**The task**:
Exactly as they appear, output all of the entries.

[Object point labels]
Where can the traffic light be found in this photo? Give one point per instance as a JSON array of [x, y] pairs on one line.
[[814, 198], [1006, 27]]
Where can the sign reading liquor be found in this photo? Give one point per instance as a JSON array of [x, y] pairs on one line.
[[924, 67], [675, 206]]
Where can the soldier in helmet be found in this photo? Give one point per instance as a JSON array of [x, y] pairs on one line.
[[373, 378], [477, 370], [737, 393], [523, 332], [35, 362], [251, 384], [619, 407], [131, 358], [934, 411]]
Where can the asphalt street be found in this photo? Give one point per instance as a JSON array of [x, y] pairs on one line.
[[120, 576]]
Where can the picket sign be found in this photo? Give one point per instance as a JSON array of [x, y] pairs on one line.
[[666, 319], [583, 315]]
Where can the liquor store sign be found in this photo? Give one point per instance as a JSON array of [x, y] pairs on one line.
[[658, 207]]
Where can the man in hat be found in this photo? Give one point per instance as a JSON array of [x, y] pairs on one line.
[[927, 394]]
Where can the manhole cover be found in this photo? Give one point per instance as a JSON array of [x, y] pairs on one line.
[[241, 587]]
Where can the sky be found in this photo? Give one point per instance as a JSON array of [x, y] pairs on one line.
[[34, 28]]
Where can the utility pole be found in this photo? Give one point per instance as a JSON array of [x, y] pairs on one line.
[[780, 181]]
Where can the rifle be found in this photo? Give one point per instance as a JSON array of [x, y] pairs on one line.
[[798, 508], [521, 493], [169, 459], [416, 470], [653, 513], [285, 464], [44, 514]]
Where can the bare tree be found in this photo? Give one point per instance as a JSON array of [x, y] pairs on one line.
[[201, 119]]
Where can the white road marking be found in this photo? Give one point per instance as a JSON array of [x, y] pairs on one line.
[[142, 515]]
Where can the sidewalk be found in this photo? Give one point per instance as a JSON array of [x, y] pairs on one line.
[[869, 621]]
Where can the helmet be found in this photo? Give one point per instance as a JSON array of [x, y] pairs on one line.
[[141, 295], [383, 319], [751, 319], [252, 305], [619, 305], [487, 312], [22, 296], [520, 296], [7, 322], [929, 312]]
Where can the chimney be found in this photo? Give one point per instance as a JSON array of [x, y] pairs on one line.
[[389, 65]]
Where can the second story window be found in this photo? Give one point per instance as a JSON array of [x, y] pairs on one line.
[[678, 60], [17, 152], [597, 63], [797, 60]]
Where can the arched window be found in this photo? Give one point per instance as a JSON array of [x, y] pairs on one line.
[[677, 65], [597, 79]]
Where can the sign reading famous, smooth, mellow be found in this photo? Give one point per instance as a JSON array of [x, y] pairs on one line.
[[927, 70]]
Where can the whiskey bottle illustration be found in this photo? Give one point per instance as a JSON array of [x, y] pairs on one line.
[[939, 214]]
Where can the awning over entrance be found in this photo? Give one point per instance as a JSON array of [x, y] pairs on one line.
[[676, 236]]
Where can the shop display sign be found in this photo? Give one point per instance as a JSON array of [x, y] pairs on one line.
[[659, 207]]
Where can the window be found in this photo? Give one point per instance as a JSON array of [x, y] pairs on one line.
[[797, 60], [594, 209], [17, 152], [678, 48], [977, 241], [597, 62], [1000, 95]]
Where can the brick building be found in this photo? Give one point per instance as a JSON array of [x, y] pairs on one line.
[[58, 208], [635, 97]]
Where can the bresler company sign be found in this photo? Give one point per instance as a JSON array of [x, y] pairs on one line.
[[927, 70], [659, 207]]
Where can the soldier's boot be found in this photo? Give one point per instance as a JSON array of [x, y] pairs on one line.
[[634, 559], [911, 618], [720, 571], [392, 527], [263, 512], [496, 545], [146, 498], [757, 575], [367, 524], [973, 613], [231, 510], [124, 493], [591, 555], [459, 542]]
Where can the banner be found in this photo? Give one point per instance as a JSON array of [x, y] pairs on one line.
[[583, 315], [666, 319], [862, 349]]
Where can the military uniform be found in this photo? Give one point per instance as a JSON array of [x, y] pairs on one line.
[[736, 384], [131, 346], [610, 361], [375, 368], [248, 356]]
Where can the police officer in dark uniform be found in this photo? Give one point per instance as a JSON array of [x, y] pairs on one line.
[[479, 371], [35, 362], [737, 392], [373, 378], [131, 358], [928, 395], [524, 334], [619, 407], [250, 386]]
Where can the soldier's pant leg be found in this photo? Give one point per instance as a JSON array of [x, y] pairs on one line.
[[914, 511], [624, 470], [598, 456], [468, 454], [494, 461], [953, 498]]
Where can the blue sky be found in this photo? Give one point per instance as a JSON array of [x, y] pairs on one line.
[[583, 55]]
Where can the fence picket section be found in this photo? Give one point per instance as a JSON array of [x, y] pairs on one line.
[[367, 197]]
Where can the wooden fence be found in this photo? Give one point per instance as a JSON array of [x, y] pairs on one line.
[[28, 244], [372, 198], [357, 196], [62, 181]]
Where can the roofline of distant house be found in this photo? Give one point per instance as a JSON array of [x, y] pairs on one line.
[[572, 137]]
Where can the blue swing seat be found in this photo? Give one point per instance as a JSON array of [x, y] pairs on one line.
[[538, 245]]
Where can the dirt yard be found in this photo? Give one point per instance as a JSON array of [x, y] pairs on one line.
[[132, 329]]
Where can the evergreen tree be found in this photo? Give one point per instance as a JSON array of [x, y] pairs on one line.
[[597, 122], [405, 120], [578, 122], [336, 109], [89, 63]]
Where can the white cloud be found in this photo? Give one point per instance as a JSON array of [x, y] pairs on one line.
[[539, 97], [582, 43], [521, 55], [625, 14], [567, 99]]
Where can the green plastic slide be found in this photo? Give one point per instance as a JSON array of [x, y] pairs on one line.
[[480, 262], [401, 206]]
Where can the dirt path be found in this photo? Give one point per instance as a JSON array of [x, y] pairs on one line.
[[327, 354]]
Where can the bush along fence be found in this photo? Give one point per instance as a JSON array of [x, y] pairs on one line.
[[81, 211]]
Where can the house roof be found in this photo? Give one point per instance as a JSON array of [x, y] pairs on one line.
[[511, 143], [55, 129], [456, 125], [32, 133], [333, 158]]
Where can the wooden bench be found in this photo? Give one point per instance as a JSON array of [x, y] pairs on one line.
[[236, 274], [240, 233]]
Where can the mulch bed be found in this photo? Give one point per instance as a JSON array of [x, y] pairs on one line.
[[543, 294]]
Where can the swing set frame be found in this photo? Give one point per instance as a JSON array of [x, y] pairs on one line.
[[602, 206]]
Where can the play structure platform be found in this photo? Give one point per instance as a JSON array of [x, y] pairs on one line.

**Reply**:
Where can the traffic light be found in this photo? Give one point per instance as a JSON array of [x, y] pairs on one line.
[[814, 198], [1006, 27]]
Where can the sign reading liquor be found in this photo? Give one point per instance as a JSON array of [x, y] pairs on one line.
[[924, 67], [675, 206]]
Where can the soldier in helmet be found in this photo? Give one point per instance as a JSON array of [x, y] pairs on one line.
[[373, 378], [477, 370], [737, 393], [523, 332], [35, 362], [251, 384], [619, 407], [131, 358], [934, 411]]
Where can the asphalt street be found in this photo? Give one point per instance as a JSON array of [x, y] pairs on one line.
[[120, 576]]
Where can the picket sign be found in this photo? Give one point per instance as a JSON array of [x, y] pairs on one line.
[[666, 319], [583, 315]]
Where can the liquor store sign be found in this photo? Give one point per instance as a JSON array of [x, y] pairs on one line.
[[658, 207]]
Where can the man in hat be found in this photo? Give one point per instance as a JSON array of [x, y] pairs on one line.
[[927, 394]]
Where can the manhole cover be found in this photo? Give one point per instance as a JSON array of [x, y] pairs on one line.
[[241, 587]]
Where can the sky be found in this photo? Give one point per instance as a JSON array of [x, y] pairs on one line.
[[34, 28]]
Where can the utility pole be found in this photo? Give one point per instance as a JSON array of [x, y] pairs on one line.
[[780, 181]]
Where can the rifle be found in this photo? Give one point per instance as a JSON array of [x, y] pairs on one line.
[[798, 508], [521, 493], [169, 459], [416, 470], [653, 513], [285, 464], [44, 514]]
Where can the bare tree be found in this photo? Give one point per instance as a JSON array of [x, y] pairs on one line.
[[201, 119]]
Where can the white road marking be found in this photo? Give one point per instance as a JSON array of [x, y] pairs on one line.
[[142, 515]]
Where can the sidewalk be found in this photo? Give one point per instance as a JSON array of [x, y] pairs on one line.
[[869, 621]]
Where can the helmet be found in this photo? Give one point per instance as a JSON array of [x, y] pairs on one line.
[[141, 295], [383, 319], [751, 319], [252, 305], [619, 305], [487, 312], [22, 296], [520, 296], [7, 322], [929, 312]]
Where can the chimney be found in this photo? Give one point per instance as a JSON array of [x, y] pairs on one line.
[[389, 65]]
Where can the second story window be found in this photo? Give one point per instance as a JSON array of [x, y] pairs on one line.
[[678, 60], [17, 152], [597, 63], [797, 60]]
Where can the arched window be found in this photo? Give one point per instance as a JSON array of [x, y] pairs on one line.
[[677, 65], [597, 79]]
Where can the sign reading famous, smooth, mellow be found in this photo? Give one point per instance as a JSON array of [x, y] pairs on one line.
[[927, 70]]
Where can the whiskey bottle illustration be found in this photo? Give one point per instance as a JSON array of [x, y] pairs on one line.
[[939, 214]]
Where can the awning over entrance be found in this photo? Give one point per instance as a JSON array of [x, y] pairs on one line.
[[676, 236]]
Where can the shop display sign be found in this photo? Give one point per instance as a JSON array of [x, y] pairs on one line.
[[659, 207]]
Where can the window be found in this photo? Give one point per instance as a JSON array of [x, y] pairs on one line.
[[797, 60], [594, 209], [17, 152], [678, 48], [977, 241], [597, 62], [1000, 95]]
Where can the brick building be found in this photo? Give one point per instance as a JSON array of [x, y] pairs on one line.
[[58, 208], [635, 97]]
Where can the bresler company sign be found in this photo? Give one point per instance as a JSON array of [x, y] pairs on one line.
[[927, 70], [659, 207]]
Where can the soldier's boot be found in this photo? Give one point per instance as a JSON array of [x, y] pairs on one line.
[[634, 559], [911, 618], [720, 571], [392, 527], [263, 512], [496, 545], [146, 498], [757, 575], [367, 524], [973, 613], [231, 510], [124, 493], [591, 555], [459, 542]]
Where can the banner be found in this photo? Give one point per instance as a JSON array of [x, y] pairs on one line.
[[583, 315], [666, 319], [862, 349]]
Where can the military uniform be found in this photo? Give one point per instance as a JSON array of [x, y] pairs on one line.
[[736, 384], [131, 346], [610, 361], [375, 368], [248, 356]]
Where can the police officer in dark uniform be found in this photo? Give one point per instance as a JSON array of [x, y] pairs on one line.
[[479, 371], [35, 362], [737, 392], [373, 378], [131, 358], [928, 395], [524, 334], [619, 407], [250, 386]]
Where can the soldier's pant leg be found in this photo? Give one point per instance as a JSON array of [x, y] pairs on one line.
[[914, 511], [624, 470], [598, 456], [468, 454], [494, 461], [953, 498]]
Where can the blue sky be found in this photo? Give one point per instance as a JSON array of [x, y] pairs on one line.
[[583, 55]]
Where can the fence picket section be found in this photo? Give one point per instance as a JSON array of [x, y] pairs on one line.
[[367, 197]]
Where can the wooden fence be found in this photo? Give one point per instance as a JSON array of [x, y] pairs on one line.
[[28, 244], [372, 198], [357, 196], [62, 181]]
Where can the roofline of distant house be found in this photo? Give one point per instance as a JSON array of [x, y] pairs on one line.
[[572, 137]]
Where can the blue swing seat be found in this photo? Give one point per instance as a JSON array of [x, y] pairs on one line.
[[538, 245]]
Where can the dirt yard be found in this photo? Give one point per instance as a JSON array of [x, y] pairs on one line.
[[132, 329]]
Where can the evergreen tree be found in this photo? Give one point per instance as a JSON array of [x, y] pairs on one line.
[[597, 122], [405, 120], [578, 122], [336, 109], [89, 63]]
Where can the white cloud be found in this photo? Give one point per instance as a JSON array of [x, y] pairs on one line.
[[539, 97], [582, 43], [521, 55], [625, 14], [567, 99]]
Where can the green plastic slide be found in this photo? Give one point per instance as a JSON array of [x, y] pairs on one line.
[[480, 262], [401, 206]]
Where can the dirt path be found in this photo? Give one point per instance as a JSON array of [x, y] pairs on one line.
[[327, 354]]
Where can the bush along fence be found in this photo? Give one point per instance as a JSON array of [x, y] pairs on one line.
[[81, 211]]
Where can the house roof be found in this photo? Give one point per instance as a JSON array of [x, y] pairs on one line.
[[511, 143], [55, 129], [456, 125], [32, 133], [333, 158]]
Where can the wooden bench be found in this photo? Give one point per instance as a JSON array of [x, y] pairs on one line.
[[236, 274], [240, 233]]
Where can the mulch bed be found in this photo? Give one point per instance as a JSON array of [x, y] pairs on one line.
[[543, 294]]
Where can the swing set frame be found in this photo? Give one point per instance as a JSON array of [x, y] pairs on one line.
[[602, 206]]
Where can the play structure platform be found in this photo? Give one point per instance as a JSON array of [x, y] pairs on one line.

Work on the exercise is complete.